* **Exercise task**
Arrange the data below as a Markdown table with the columns "Row" and "Line," numbering each line and leaving out blank lines. Begin at the first line of the data and stop after the line that contains "(1048, 676)".

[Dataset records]
--------------------

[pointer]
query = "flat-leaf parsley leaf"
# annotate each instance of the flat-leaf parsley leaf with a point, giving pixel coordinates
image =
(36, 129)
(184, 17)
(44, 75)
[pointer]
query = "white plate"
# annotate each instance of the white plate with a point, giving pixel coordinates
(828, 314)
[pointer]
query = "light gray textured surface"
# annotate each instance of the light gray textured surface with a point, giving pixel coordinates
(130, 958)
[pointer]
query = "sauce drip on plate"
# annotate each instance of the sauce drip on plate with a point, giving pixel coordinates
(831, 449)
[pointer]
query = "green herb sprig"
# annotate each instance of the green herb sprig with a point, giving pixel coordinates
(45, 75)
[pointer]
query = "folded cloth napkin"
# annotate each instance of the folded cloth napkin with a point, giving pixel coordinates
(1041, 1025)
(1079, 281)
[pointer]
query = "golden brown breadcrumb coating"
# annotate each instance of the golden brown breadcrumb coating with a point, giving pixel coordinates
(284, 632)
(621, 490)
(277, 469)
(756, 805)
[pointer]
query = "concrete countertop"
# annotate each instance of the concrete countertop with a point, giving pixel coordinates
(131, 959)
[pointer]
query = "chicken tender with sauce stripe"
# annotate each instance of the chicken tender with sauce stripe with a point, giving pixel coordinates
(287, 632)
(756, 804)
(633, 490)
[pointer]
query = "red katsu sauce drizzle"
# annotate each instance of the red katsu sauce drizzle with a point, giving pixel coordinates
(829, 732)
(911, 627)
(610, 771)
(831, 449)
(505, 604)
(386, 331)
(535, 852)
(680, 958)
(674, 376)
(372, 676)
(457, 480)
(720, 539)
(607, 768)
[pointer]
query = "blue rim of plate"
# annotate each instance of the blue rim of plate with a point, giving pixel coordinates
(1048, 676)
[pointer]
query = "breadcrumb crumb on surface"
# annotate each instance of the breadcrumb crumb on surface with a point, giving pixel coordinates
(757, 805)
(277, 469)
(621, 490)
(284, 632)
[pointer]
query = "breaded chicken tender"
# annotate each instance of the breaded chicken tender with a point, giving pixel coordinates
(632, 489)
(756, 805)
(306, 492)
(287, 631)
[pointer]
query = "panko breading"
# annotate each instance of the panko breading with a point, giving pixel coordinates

--------------------

* **Final answer**
| Row | Line |
|---|---|
| 1 | [pointer] |
| 2 | query = "flat-leaf parsley leaf" |
| 3 | # annotate each instance of the flat-leaf parsley leaf with a point, giving pixel coordinates |
| 4 | image = |
| 5 | (36, 129) |
| 6 | (184, 17) |
| 7 | (44, 75) |
| 8 | [pointer] |
| 9 | query = "white plate" |
| 10 | # annotate each instance of the white plate with a point, giving pixel coordinates |
| 11 | (828, 314) |
| 12 | [pointer] |
| 13 | query = "light gray textured surface" |
| 14 | # annotate each instance of the light gray textured surface with a point, giving pixel coordinates |
| 15 | (130, 958) |
| 16 | [pointer] |
| 17 | query = "sauce drip on plate" |
| 18 | # annotate each instance of the sauce drip on plate with a point, giving pixel coordinates |
| 19 | (831, 449) |
| 20 | [pointer] |
| 21 | query = "green herb sprig" |
| 22 | # annotate each instance of the green herb sprig with a point, giving pixel coordinates |
| 23 | (45, 75) |
| 24 | [pointer] |
| 25 | query = "folded cloth napkin" |
| 26 | # annotate each instance of the folded cloth napkin with a point, giving pixel coordinates |
| 27 | (1041, 1025) |
| 28 | (1079, 281) |
| 29 | [pointer] |
| 30 | query = "golden brown breadcrumb coating" |
| 31 | # annotate each instance of the golden brown breadcrumb coating with a point, giving pixel coordinates |
| 32 | (284, 632) |
| 33 | (621, 490) |
| 34 | (277, 469) |
| 35 | (756, 805) |
| 36 | [pointer] |
| 37 | query = "concrete countertop" |
| 38 | # annotate each instance of the concrete countertop with a point, giving pixel coordinates |
| 39 | (131, 959) |
| 40 | [pointer] |
| 41 | query = "chicken tender with sauce stripe" |
| 42 | # annotate each instance of the chicken tender with sauce stripe with a point, giving pixel coordinates |
| 43 | (287, 632) |
| 44 | (756, 804) |
| 45 | (633, 490) |
| 46 | [pointer] |
| 47 | query = "red katsu sauce drizzle" |
| 48 | # annotate each instance of the red katsu sauce drizzle with a point, giving pixel coordinates |
| 49 | (829, 732) |
| 50 | (911, 627) |
| 51 | (610, 771) |
| 52 | (831, 449) |
| 53 | (505, 604) |
| 54 | (386, 331) |
| 55 | (535, 852) |
| 56 | (680, 958) |
| 57 | (674, 376) |
| 58 | (372, 676) |
| 59 | (457, 480) |
| 60 | (720, 539) |
| 61 | (607, 768) |
| 62 | [pointer] |
| 63 | query = "blue rim of plate" |
| 64 | # annotate each instance of the blue rim of plate with a point, giving pixel coordinates |
| 65 | (1048, 676) |